Task goal: Repeat exactly the lines from the one containing "In this picture, where can the cream" through the last line of the records below, both included, and nothing else.

····················

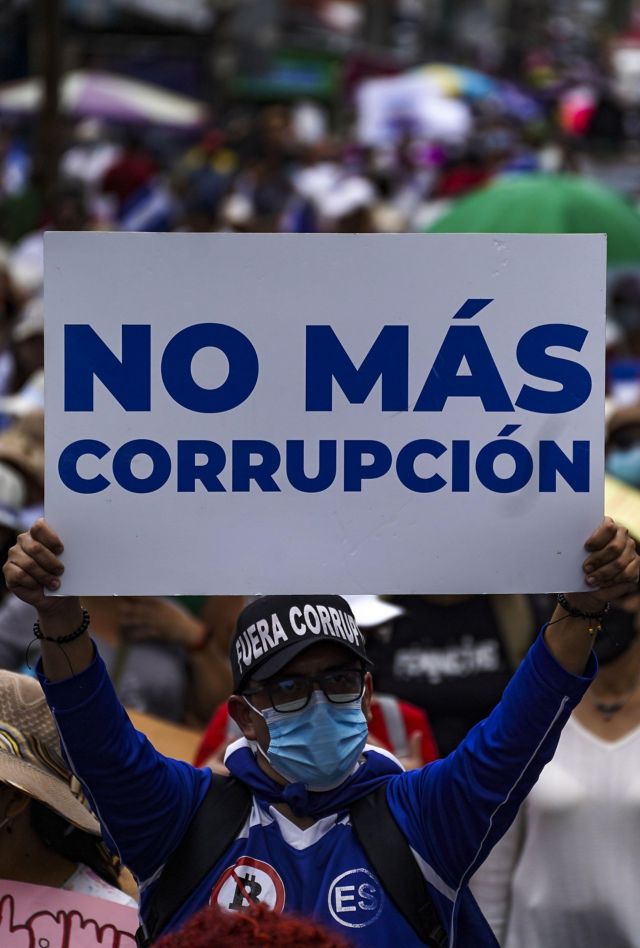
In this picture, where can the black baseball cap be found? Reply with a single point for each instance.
(272, 630)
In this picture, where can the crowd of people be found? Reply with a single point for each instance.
(472, 705)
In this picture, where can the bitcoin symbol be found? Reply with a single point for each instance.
(247, 892)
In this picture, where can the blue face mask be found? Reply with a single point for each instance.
(625, 465)
(317, 746)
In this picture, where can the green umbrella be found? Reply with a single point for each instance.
(548, 204)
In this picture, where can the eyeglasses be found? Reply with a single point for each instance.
(293, 692)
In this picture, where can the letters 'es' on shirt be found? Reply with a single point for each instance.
(452, 811)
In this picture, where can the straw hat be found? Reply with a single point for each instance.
(30, 757)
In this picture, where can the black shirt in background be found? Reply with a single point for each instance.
(447, 659)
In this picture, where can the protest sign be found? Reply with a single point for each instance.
(276, 413)
(35, 916)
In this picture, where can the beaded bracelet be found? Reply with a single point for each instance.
(63, 639)
(578, 614)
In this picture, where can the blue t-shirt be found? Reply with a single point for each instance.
(452, 811)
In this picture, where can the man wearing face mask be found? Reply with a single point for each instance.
(622, 454)
(305, 841)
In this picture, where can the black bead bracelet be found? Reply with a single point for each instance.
(579, 614)
(63, 639)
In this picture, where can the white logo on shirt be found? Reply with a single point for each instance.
(355, 898)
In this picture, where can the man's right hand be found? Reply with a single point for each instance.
(33, 569)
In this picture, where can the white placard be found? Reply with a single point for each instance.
(276, 413)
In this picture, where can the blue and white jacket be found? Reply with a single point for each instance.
(452, 811)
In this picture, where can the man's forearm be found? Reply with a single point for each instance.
(70, 658)
(569, 640)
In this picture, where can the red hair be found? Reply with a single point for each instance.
(257, 927)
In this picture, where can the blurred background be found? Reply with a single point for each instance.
(311, 116)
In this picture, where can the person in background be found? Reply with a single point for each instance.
(452, 656)
(301, 696)
(258, 927)
(192, 634)
(622, 445)
(48, 835)
(566, 873)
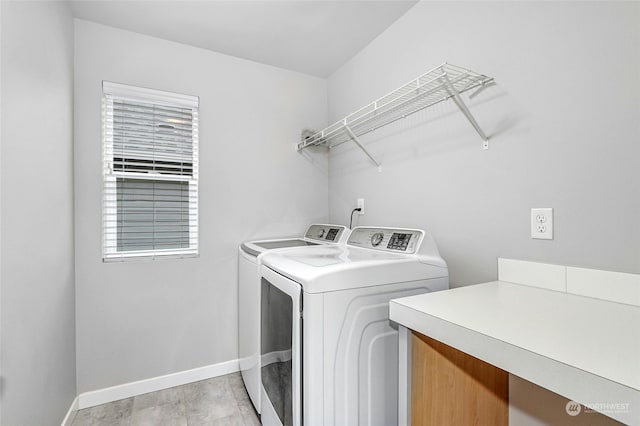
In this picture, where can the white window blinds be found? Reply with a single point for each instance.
(150, 169)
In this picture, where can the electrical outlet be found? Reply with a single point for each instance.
(542, 224)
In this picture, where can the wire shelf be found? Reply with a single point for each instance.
(437, 85)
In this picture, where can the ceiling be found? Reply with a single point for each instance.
(312, 37)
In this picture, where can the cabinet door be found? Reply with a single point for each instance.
(450, 387)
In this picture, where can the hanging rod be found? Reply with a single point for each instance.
(444, 82)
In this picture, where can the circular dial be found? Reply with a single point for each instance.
(376, 238)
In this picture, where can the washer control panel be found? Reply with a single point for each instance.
(386, 239)
(330, 233)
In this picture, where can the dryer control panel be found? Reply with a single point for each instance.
(387, 239)
(328, 233)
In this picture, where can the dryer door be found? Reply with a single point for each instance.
(280, 343)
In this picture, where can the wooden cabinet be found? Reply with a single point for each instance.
(450, 387)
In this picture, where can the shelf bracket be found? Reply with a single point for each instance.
(463, 108)
(357, 141)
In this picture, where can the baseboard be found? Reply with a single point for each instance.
(71, 414)
(127, 390)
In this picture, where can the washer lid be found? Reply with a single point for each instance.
(329, 268)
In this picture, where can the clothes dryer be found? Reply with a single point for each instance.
(249, 255)
(329, 354)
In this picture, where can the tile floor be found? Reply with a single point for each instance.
(213, 402)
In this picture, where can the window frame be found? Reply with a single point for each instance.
(116, 91)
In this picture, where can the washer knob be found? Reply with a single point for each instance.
(376, 238)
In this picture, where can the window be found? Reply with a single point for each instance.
(150, 169)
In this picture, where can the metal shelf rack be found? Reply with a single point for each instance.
(444, 82)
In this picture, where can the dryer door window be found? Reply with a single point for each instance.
(280, 322)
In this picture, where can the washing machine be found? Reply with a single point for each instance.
(249, 255)
(329, 354)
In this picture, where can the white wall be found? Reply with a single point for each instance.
(564, 126)
(563, 120)
(143, 319)
(38, 310)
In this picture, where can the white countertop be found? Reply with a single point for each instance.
(585, 349)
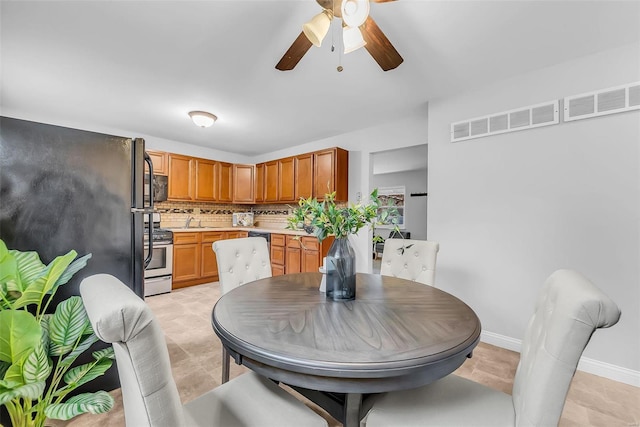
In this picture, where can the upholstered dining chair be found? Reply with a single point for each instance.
(410, 259)
(567, 312)
(149, 393)
(240, 261)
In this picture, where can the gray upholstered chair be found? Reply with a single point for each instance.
(240, 261)
(149, 393)
(393, 234)
(567, 312)
(410, 259)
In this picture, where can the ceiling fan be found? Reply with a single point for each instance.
(358, 30)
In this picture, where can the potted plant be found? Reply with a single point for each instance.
(327, 218)
(38, 348)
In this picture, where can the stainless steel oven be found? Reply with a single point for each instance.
(158, 275)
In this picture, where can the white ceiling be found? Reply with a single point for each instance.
(140, 66)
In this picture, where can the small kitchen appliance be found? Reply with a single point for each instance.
(242, 219)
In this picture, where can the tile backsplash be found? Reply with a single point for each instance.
(175, 214)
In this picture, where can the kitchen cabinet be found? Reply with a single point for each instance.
(209, 263)
(259, 183)
(271, 181)
(181, 177)
(206, 182)
(304, 176)
(194, 261)
(243, 184)
(286, 180)
(293, 257)
(331, 173)
(236, 234)
(277, 254)
(297, 254)
(186, 257)
(283, 180)
(160, 161)
(226, 182)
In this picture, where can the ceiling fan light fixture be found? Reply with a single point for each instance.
(202, 118)
(352, 39)
(354, 12)
(317, 28)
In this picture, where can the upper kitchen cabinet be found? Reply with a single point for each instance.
(160, 161)
(259, 181)
(243, 184)
(226, 182)
(286, 180)
(181, 177)
(331, 173)
(271, 181)
(304, 176)
(206, 180)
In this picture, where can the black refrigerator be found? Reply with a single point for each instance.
(63, 189)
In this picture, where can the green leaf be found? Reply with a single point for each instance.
(29, 266)
(8, 266)
(30, 391)
(35, 292)
(4, 366)
(72, 269)
(87, 372)
(81, 348)
(67, 325)
(19, 335)
(37, 366)
(44, 324)
(94, 403)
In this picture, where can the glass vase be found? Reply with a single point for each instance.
(341, 271)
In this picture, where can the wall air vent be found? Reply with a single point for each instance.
(599, 103)
(533, 116)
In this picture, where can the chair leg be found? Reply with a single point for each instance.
(225, 365)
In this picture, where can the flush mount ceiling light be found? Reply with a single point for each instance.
(202, 118)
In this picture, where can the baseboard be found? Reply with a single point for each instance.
(591, 366)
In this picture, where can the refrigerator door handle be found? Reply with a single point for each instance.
(149, 209)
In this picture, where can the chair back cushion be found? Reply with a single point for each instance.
(120, 317)
(410, 259)
(567, 312)
(241, 261)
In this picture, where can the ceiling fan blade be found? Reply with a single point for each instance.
(379, 46)
(295, 53)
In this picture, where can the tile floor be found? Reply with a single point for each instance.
(196, 361)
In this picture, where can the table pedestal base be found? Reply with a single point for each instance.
(348, 408)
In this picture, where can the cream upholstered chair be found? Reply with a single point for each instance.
(240, 261)
(410, 259)
(149, 393)
(567, 312)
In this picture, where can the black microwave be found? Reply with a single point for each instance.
(160, 188)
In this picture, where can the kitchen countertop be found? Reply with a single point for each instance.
(231, 228)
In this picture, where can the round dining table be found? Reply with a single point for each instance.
(397, 334)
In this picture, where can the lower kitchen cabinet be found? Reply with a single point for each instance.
(186, 262)
(302, 254)
(277, 253)
(194, 261)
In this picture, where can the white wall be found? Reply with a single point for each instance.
(415, 208)
(508, 210)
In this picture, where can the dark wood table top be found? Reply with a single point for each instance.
(396, 334)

····················

Answer to this problem:
In this picture, where can the cream upholstered chair be found? Reply with a single point for each instance.
(240, 261)
(410, 259)
(149, 393)
(567, 312)
In this picture, where can the black microwave be found? Reply with a single point for each instance.
(160, 188)
In this picture, where can the kitchen countertop be found? Reply with a single point for each instance.
(231, 228)
In this picture, where can the round dining table be found? Reply with a single point for each instance.
(397, 334)
In this picture, where can the lower kitchen cabinet be found? Reply with a single point for each instance.
(186, 262)
(302, 254)
(277, 253)
(194, 261)
In this picture, where can the white wall be found? Reply with a single point for each instance.
(415, 208)
(508, 210)
In this picture, where can the dark wood table top be found? Reply with a single point for each instance.
(396, 334)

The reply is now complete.